Content starts

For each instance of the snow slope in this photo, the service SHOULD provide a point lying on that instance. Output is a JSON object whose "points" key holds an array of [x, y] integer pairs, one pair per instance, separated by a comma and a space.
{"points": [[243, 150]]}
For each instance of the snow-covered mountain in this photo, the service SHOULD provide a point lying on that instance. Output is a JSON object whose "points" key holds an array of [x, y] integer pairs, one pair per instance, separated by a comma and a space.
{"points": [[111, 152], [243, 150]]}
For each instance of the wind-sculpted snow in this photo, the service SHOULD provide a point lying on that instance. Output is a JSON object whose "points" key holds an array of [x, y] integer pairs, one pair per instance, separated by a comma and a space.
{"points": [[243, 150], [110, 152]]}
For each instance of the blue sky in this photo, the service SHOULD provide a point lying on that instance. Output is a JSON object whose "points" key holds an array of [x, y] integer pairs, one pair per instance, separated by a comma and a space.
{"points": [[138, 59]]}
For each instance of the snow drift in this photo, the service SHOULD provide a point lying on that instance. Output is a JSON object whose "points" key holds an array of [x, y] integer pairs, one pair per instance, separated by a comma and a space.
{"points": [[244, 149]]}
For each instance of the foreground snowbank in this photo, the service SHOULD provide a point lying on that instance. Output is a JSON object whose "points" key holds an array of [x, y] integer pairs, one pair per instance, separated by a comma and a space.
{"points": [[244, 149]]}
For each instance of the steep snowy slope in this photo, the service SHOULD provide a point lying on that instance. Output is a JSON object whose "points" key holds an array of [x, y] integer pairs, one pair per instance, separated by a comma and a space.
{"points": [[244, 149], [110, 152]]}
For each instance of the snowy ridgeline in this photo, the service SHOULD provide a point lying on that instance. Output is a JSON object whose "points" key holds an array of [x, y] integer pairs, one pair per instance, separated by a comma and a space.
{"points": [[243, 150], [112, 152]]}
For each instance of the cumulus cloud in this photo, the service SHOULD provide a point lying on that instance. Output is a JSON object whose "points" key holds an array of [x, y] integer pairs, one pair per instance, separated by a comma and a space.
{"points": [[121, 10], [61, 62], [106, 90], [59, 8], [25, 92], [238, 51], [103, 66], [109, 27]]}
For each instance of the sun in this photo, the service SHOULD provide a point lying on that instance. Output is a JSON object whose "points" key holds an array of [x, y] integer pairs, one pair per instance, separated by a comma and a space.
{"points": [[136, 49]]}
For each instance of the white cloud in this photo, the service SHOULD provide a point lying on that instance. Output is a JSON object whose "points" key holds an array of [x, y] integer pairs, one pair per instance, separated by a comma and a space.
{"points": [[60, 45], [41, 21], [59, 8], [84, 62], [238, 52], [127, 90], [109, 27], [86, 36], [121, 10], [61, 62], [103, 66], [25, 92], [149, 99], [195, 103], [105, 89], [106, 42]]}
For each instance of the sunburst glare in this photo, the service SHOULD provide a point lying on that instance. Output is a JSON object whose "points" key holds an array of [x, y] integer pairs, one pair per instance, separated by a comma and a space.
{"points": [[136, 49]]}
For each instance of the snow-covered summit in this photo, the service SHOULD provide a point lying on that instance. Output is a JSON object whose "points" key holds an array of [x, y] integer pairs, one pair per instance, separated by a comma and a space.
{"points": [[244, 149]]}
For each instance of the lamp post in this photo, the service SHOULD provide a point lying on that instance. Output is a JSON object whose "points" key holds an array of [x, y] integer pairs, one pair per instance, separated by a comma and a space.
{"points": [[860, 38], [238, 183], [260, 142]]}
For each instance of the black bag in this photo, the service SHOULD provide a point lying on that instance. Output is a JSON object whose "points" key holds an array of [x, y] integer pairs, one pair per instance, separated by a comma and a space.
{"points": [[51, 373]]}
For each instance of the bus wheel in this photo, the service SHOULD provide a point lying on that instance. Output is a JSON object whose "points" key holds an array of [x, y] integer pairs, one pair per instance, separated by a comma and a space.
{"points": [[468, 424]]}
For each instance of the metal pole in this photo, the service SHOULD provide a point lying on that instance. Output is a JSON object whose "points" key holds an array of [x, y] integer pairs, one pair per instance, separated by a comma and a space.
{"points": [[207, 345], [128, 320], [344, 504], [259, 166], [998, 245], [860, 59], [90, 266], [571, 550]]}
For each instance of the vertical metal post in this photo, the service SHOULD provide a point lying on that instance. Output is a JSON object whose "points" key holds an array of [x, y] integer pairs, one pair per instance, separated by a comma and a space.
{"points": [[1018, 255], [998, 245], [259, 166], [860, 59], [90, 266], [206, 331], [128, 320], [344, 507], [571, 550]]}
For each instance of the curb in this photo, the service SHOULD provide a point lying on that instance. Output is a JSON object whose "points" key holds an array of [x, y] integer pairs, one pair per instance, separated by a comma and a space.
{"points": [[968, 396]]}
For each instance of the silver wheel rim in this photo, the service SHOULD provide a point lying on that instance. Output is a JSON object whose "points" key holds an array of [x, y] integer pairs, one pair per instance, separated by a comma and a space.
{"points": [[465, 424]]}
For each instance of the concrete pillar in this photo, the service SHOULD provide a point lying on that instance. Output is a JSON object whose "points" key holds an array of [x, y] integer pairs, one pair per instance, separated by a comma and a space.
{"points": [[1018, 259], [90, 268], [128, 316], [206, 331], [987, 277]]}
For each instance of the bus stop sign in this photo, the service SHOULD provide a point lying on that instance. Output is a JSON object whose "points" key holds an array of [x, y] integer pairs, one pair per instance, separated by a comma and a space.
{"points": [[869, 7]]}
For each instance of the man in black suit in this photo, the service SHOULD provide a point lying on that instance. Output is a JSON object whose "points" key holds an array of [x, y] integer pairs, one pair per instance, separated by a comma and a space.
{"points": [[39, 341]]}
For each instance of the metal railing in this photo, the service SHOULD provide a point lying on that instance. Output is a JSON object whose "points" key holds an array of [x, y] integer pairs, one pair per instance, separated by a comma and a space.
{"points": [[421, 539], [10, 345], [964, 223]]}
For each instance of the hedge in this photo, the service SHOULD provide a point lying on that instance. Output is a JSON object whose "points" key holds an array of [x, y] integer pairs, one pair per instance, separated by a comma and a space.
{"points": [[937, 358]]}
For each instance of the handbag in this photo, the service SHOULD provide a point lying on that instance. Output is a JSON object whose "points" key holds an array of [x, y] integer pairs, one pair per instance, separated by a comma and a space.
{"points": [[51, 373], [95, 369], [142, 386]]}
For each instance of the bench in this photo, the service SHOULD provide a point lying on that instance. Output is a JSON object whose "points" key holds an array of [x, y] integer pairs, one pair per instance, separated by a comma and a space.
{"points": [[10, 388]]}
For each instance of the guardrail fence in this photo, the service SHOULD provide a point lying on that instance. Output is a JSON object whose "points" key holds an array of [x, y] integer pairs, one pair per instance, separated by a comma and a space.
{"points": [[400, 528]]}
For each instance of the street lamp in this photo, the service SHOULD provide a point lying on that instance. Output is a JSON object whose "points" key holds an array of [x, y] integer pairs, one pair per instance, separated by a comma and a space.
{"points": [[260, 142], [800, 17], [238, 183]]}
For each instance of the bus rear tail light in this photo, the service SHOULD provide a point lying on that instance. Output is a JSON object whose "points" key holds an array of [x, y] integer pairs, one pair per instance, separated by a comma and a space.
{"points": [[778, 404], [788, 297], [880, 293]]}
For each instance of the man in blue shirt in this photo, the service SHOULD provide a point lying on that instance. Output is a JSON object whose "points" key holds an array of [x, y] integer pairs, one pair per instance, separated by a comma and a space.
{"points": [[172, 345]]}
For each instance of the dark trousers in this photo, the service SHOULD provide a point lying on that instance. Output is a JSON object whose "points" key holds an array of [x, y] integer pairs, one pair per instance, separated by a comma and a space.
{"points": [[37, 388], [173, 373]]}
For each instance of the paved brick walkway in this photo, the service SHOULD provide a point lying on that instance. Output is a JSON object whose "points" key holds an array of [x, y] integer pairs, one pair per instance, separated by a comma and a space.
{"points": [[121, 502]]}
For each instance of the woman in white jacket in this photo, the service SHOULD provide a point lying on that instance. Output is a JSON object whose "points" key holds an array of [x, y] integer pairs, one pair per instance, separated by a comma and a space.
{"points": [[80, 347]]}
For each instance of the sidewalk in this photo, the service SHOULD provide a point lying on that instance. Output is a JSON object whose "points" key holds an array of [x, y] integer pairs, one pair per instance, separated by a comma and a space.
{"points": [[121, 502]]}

Content ends

■ Exercise instructions ■
Only the lines from the one that contains "For each instance of the sidewalk" to the end of the entries above should be given again, exactly and in full.

■ Solution to this task ■
For each instance of the sidewalk in this photo, the service SHOULD provide a point lying on that instance. Output is a JSON object whose "points" key holds an array of [x, y] integer pairs, one pair per instance, separated by a comma and a space.
{"points": [[121, 502]]}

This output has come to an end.